## Ausgewählter Auszug
----------------------------------------

Der Grenzposten Bab al-Hawa liegt unter einem niedrigen Bergkamm an der syrisch-türkischen Grenze unweit der Stadt Reyhanli. Er besteht aus einem Betondach, einem Durchgang und einer Handvoll Gebäuden. Was seine Bedeutung nicht schmälert, liegt die Grenzpassage doch ganz in der Nähe des Ortes Babisqa und damit nahe einem der großen Depots für Waffen und Ausrüstung der Freien Syrischen Armee (FSA). Wer Bab al-Hawa oder Babisqa beherrscht, hat Zugriff auf beachtliche militärische Ressourcen.
Am Abend des 6. Dezembers nahm hier eine Folge von Ereignissen mit weitreichenden Kosenquenzen ihren Lauf. Was geschah, bestätigte einen Trend, der vielen Beobachtern seit geraumer Zeit auffällt: Es droht ein tiefer Bruch innerhalb der ohnehin zersplitterten Reihen des Anti-Assad-Lagers. Der FSA stellt sich eine mächtige islamistische Koalition entgegen, die ideologischen Trennlinien auf dem Tableau des syrischen Bürgerkriegs verschieben sich – es gibt neue Fronten und neue Feinde.
Der Stabschef beschwichtigt
Kurz vor dem 6. Dezember hatte sich eine neue schlagkräftige Allianz islamistischer Gruppierungen formiert, die das Vermögen und die Stirn besaßen, mit einem Stoßtrupp den Grenzübergang zu nehmen und das Waffenlager zu kapern. Besagte Allianz nennt sich „Islamische Front“ und besteht aus sieben Kerngruppen (s. Übersicht), von denen in der Vergangenheit einige mit der dschihadistischen Jabhat al-Nusra kollaboriert haben.
Wenige Tage nach dem Verlust des FSA-Depots verkündeten die USA und Großbritannien, sämtliche Lieferungen „nicht-tödlicher“ Materialien – etwa hochentwickelte Kommunikationstechnik und Nachtsichtgeräte –, die über die Türkei an den Obersten Militärrat der FSA gehen sollten, seien „ausgesetzt“. Stabschef Selim Idriss und seine Berater versuchten zunächst, den Vorfall kleinzureden. Idriss behauptete, das Magazin sei mit seiner Zustimmung „übergeben“ worden. Zudem habe er nicht – wie es kolportiert werde – die Türkei fluchtartig verlassen. Dennoch markierten die Ereignisse im Vorfeld der geplanten Syrien-Konferenz eine besorgniserregende Wende des Konflikts. „Die Lage in Nordsyrien ist überaus kompliziert. Zwischen ein paar Gruppen gibt es Konflikte. Es sollte nun alles darangesetzt werden, dem zu entgehen“, so Idriss Ende Dezember.

----------------------------------------

## Aufgabenziel 1
Gib aus dem Auszug über Bab al-Hawa den Abschnitt unverändert aus, der mit „Am Abend des“ beginnt und mit „und neue Feinde.“ endet.
## Aufgabenziel 2
Setze den Auszug über Bab al-Hawa im Anschluss an seinen letzten Satz fort.
Die Auflistung ist eigenständiges Material und gehört nicht zum Auszug über Bab al-Hawa.

## Bereitgestellte Angaben
----------------------------------------

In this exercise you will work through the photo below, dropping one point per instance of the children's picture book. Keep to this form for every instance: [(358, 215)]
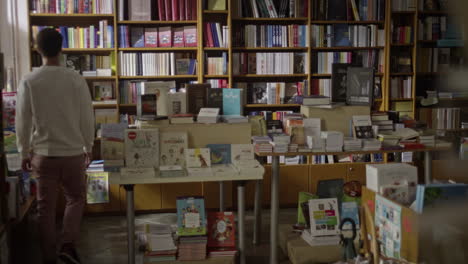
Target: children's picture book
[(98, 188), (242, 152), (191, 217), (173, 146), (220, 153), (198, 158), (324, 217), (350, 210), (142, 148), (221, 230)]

----------------------------------------

## Ergebnis der Aufgabe 1
Am Abend des 6. Dezembers nahm hier eine Folge von Ereignissen mit weitreichenden Kosenquenzen ihren Lauf. Was geschah, bestätigte einen Trend, der vielen Beobachtern seit geraumer Zeit auffällt: Es droht ein tiefer Bruch innerhalb der ohnehin zersplitterten Reihen des Anti-Assad-Lagers. Der FSA stellt sich eine mächtige islamistische Koalition entgegen, die ideologischen Trennlinien auf dem Tableau des syrischen Bürgerkriegs verschieben sich – es gibt neue Fronten und neue Feinde.

## Ergebnis der Aufgabe 2
Bereits im November hatte der FSA-Chef gegenüber dem US-TV-Sender PBS dschihadistischen Einheiten vorgeworfen, gegen seine Männer zu kämpfen: „Sie versuchen, die von uns befreiten Gebiete zu kontrollieren. Sie kämpfen aber nicht gegen Assad und sind daher gefährlicher als das Regime.“ Und das nicht nur wegen ihrer Ambitionen, in Syrien ein Kalifat zu errichten. Bei der neuen Islamischen Front stehen inzwischen um die 45.000 Kämpfer unter Waffen. Damit hat sich das Blatt in den letzten Monaten nicht nur zugunsten Baschar al-Assads und seines Hauptverbündeten, der libanesischen Hisbollah, gewendet. Auch im Anti-Assad-Lager verschiebt sich die Machtbalance: Gut gerüstete islamistische Gruppen, von denen einige mit al-Qaida liiert sind und von wohlhabenden Spendern in Katar sowie Saudi-Arabien versorgt werden, gewinnen an Einfluss, während die FSA an Gewicht verliert.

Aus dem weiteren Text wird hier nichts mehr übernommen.